[START Given data]

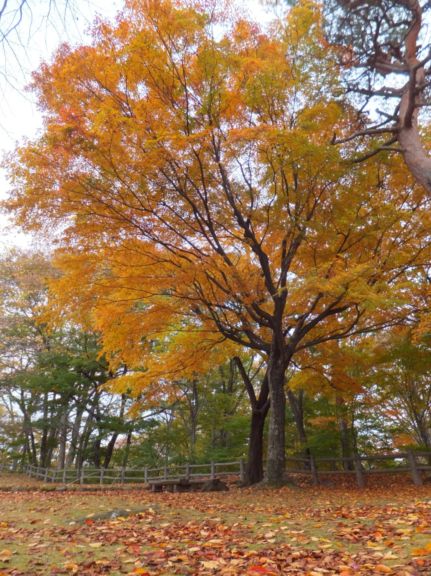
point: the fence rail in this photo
(415, 463)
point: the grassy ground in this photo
(385, 529)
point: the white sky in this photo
(37, 40)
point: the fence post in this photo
(360, 478)
(416, 475)
(313, 468)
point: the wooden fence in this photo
(414, 463)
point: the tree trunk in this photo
(259, 410)
(297, 406)
(254, 470)
(276, 459)
(74, 440)
(127, 449)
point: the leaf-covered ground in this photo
(385, 529)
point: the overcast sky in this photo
(34, 41)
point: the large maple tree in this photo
(186, 164)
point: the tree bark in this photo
(297, 406)
(276, 459)
(254, 470)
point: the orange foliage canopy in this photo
(187, 163)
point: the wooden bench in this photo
(183, 484)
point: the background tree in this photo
(384, 47)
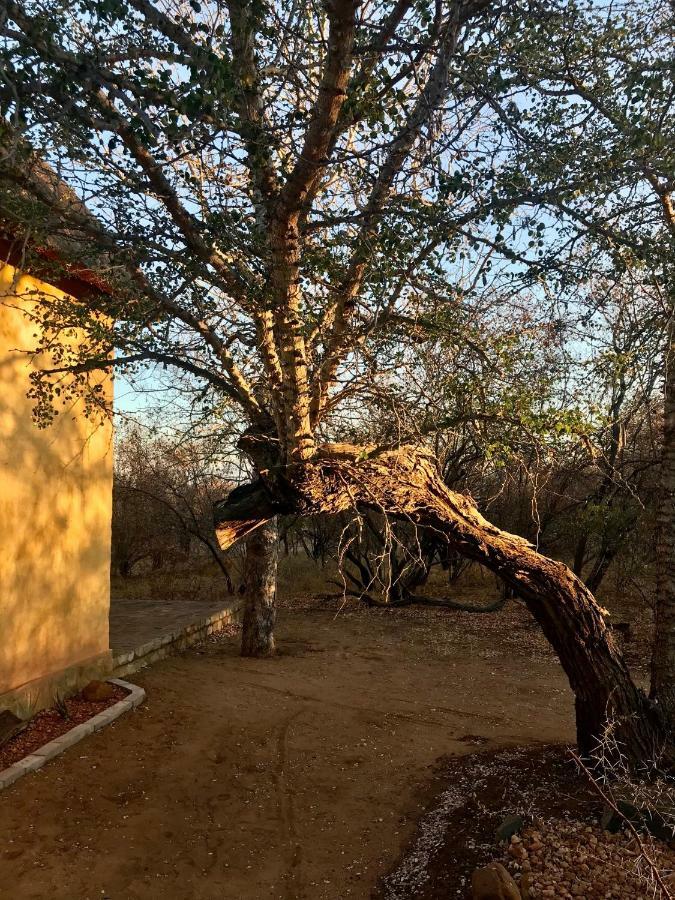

[END Given data]

### What is asked
Can you return every line of the listing above unchanged, leaving out the pictures?

### Completed task
point: the fence rail in this photo
(415, 463)
point: the grassy ground in this photo
(385, 529)
point: the white sky in this photo
(37, 40)
point: the fence post in this photo
(360, 478)
(416, 475)
(313, 468)
point: the wooden fence in this photo
(414, 463)
point: the tree trunk in this photo
(259, 410)
(297, 406)
(254, 470)
(276, 459)
(74, 440)
(127, 449)
point: the leaf-covered ground in this photo
(385, 529)
point: the overcast sky in this photo
(34, 41)
point: the large maple tree in this photo
(186, 164)
point: the tree bark in this photo
(297, 406)
(276, 459)
(254, 470)
point: the orange foliage canopy in this photo
(187, 163)
point: the wooden bench in this photo
(183, 484)
point: the background tree in this photo
(384, 47)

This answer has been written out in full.